Ben Kelly [:bkelly, not reviewing]

Assignee

Comment 12

•

8 years ago

Attached patch P1 Add a TaskQueue wrapper that automatically shuts down when appropriate. r=froydnj (obsolete) — Details — Splinter Review

My new shutdown approach is to make a TaskQueue wrapper that just DTRT.  It internally handles shutdown when the TaskQueue is no longer referenced or when the browser is shutting down.  For browser shutdown new Dispatch calls are issues to the original base target.

Attachment #8788302 - Attachment is obsolete: true

Attachment #8788303 - Attachment is obsolete: true

Attachment #8788304 - Attachment is obsolete: true

Attachment #8788305 - Attachment is obsolete: true

Ben Kelly [:bkelly, not reviewing]

Assignee

Comment 13

•

8 years ago

Attached patch P2 Expose a main thread TaskQueue on nsGlobalWindow. r=bz (obsolete) — Details — Splinter Review

This exposes the auto-closing TaskQueue on the outer window.  A TaskQueue is shared with all child windows and between openers.

Ben Kelly [:bkelly, not reviewing]

Assignee

Comment 14

•

8 years ago

Attached patch P3 Make setTimeout() and setInterval() use the MainThreadTaskQueue. r=bz (obsolete) — Details — Splinter Review

Updated patch to make setTimeout() and setInterval() use the task queue.

Ben Kelly [:bkelly, not reviewing]

Assignee

Comment 15

•

8 years ago

These patches pass all our content tests.  There are maybe 5 browser-chrome tests that fail currently.  Trying to run them locally on an unmodified tree tends to trigger the same failures, though.  I think they are just racy.  We would need to fix them before proceeding with this, though.

Ben Kelly [:bkelly, not reviewing]

Assignee

Comment 16

•

8 years ago

My inability to run these tests actually had more to do with my xvfb args.  Apparently the tests are designed to run on 1600x1200.  I was using 640x480.

Ben Kelly [:bkelly, not reviewing]

Assignee

Comment 17

•

8 years ago

Attached patch P3 Make setTimeout() and setInterval() use the MainThreadTaskQueue. r=bz (obsolete) — Details — Splinter Review

It seems there is some timeout message at the end of some browser chrome tests that races with the window closing.  If the window closes before the timer runs then the test hangs.  My changes made this happen more frequently because I no longer let more than one timer run synchronously in the same runnable.

This updates the patch to allow up to 10 timers to execute in the same runnable.  It lets me pass at least one of these browser chrome tests locally:

https://treeherder.mozilla.org/#/jobs?repo=try&revision=a668bbeee477

I'll see if I can dig out which timer specifically was causing the problem.

_Request A_. In the records, set down exactly the lines from the one containing "Place a point on the wooden ladder, one" up to and including the one containing "<point>440,278</point>".

_Record list_.
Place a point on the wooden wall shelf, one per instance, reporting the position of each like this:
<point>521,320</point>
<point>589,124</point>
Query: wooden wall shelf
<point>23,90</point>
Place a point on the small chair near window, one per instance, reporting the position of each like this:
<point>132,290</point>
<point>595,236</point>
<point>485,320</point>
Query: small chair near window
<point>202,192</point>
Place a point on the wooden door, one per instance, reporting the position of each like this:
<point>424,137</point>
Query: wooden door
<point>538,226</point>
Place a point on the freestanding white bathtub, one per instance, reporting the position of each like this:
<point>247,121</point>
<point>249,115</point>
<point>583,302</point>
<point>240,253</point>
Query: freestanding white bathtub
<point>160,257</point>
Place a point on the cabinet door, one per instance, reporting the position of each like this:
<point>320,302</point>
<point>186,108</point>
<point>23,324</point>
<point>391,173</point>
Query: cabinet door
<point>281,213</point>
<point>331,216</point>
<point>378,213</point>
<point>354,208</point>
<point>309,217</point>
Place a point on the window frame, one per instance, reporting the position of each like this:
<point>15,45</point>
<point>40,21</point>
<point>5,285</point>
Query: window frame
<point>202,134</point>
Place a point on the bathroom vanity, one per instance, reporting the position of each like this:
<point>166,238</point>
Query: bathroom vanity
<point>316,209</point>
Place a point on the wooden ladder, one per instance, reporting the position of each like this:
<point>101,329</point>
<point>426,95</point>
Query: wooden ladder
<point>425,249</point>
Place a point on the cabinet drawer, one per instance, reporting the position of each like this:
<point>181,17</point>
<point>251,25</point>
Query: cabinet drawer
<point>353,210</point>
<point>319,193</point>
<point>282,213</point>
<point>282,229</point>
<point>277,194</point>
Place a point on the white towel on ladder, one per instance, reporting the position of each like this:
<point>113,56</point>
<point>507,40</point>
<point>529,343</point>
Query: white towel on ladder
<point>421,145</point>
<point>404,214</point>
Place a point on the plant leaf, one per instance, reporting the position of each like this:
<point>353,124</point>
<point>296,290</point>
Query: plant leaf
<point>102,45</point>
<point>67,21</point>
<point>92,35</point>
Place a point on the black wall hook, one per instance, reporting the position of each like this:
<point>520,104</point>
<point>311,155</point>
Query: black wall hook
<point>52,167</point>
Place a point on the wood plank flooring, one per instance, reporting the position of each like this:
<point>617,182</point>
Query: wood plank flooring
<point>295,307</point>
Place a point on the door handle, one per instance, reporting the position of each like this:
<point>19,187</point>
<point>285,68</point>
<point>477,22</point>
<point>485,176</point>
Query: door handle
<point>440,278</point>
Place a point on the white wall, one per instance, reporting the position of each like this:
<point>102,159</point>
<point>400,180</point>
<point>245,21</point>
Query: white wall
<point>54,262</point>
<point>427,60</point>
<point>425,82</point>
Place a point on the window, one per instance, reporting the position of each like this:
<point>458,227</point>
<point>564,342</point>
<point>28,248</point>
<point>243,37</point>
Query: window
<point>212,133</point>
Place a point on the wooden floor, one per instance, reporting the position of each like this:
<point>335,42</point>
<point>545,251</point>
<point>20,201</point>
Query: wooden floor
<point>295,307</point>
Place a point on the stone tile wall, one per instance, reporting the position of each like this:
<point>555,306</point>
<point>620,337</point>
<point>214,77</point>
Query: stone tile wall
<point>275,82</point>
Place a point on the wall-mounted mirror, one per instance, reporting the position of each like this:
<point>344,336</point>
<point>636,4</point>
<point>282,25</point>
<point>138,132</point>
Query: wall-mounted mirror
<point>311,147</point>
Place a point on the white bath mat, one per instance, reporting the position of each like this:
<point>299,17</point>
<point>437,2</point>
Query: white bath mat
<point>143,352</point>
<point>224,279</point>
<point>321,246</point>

_Request B_. From the thread about the TaskQueue patches, extract the passage from "My new shutdown" up to and including "original base target.", word for word.

_Written response A_.
Place a point on the wooden ladder, one per instance, reporting the position of each like this:
<point>101,329</point>
<point>426,95</point>
Query: wooden ladder
<point>425,249</point>
Place a point on the cabinet drawer, one per instance, reporting the position of each like this:
<point>181,17</point>
<point>251,25</point>
Query: cabinet drawer
<point>353,210</point>
<point>319,193</point>
<point>282,213</point>
<point>282,229</point>
<point>277,194</point>
Place a point on the white towel on ladder, one per instance, reporting the position of each like this:
<point>113,56</point>
<point>507,40</point>
<point>529,343</point>
Query: white towel on ladder
<point>421,145</point>
<point>404,214</point>
Place a point on the plant leaf, one per instance, reporting the position of each like this:
<point>353,124</point>
<point>296,290</point>
Query: plant leaf
<point>102,45</point>
<point>67,21</point>
<point>92,35</point>
Place a point on the black wall hook, one per instance, reporting the position of each like this:
<point>520,104</point>
<point>311,155</point>
Query: black wall hook
<point>52,167</point>
Place a point on the wood plank flooring, one per instance, reporting the position of each like this:
<point>617,182</point>
Query: wood plank flooring
<point>295,307</point>
Place a point on the door handle, one per instance, reporting the position of each like this:
<point>19,187</point>
<point>285,68</point>
<point>477,22</point>
<point>485,176</point>
Query: door handle
<point>440,278</point>

_Written response B_.
My new shutdown approach is to make a TaskQueue wrapper that just DTRT.  It internally handles shutdown when the TaskQueue is no longer referenced or when the browser is shutting down.  For browser shutdown new Dispatch calls are issues to the original base target.